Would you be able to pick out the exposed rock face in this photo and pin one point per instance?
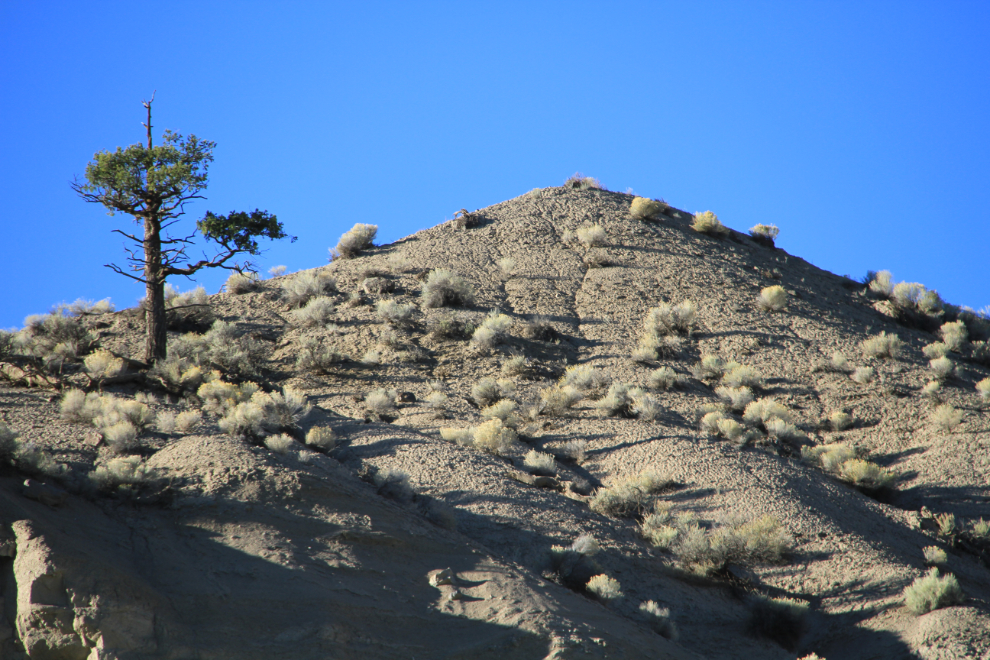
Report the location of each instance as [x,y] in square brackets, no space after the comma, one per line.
[65,610]
[239,550]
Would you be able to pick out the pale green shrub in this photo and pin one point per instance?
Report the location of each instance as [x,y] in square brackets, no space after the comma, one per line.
[737,397]
[125,470]
[628,495]
[445,288]
[165,422]
[882,346]
[708,223]
[239,283]
[954,335]
[983,388]
[394,484]
[942,368]
[492,330]
[356,239]
[188,421]
[882,284]
[759,412]
[710,367]
[394,312]
[540,463]
[946,418]
[504,410]
[931,592]
[772,299]
[828,457]
[281,444]
[766,233]
[618,400]
[642,208]
[493,437]
[604,588]
[579,182]
[946,524]
[934,555]
[866,475]
[583,377]
[574,450]
[862,375]
[664,378]
[317,312]
[591,236]
[300,288]
[321,438]
[102,365]
[659,619]
[935,350]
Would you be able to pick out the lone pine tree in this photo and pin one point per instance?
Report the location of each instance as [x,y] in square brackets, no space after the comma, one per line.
[152,185]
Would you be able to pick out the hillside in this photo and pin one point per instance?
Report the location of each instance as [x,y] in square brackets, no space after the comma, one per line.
[229,540]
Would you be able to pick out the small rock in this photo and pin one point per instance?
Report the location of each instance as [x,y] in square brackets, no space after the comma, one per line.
[44,493]
[446,576]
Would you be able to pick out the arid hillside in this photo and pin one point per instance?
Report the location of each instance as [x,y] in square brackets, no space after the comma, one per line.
[568,425]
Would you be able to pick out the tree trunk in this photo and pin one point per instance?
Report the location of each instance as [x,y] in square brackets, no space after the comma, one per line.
[156,341]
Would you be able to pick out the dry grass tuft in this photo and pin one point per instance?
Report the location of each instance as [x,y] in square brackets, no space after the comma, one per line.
[708,223]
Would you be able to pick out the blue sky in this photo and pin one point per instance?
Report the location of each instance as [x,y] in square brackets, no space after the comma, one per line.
[860,129]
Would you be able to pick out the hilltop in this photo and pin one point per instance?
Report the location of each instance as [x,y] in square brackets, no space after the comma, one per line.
[236,539]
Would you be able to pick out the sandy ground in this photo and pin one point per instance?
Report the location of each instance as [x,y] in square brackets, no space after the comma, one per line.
[252,554]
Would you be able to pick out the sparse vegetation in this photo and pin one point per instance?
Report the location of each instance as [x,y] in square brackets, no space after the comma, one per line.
[882,346]
[772,299]
[765,234]
[540,463]
[604,588]
[942,368]
[630,495]
[241,283]
[934,555]
[659,619]
[708,223]
[317,312]
[932,592]
[580,182]
[355,240]
[445,288]
[642,208]
[301,287]
[492,330]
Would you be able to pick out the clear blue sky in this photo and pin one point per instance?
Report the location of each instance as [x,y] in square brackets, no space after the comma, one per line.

○ ○ ○ ○ ○ ○ ○

The task
Reply with nothing but a number: how many lines of the entries above contain the string "hillside"?

Result for this exercise
2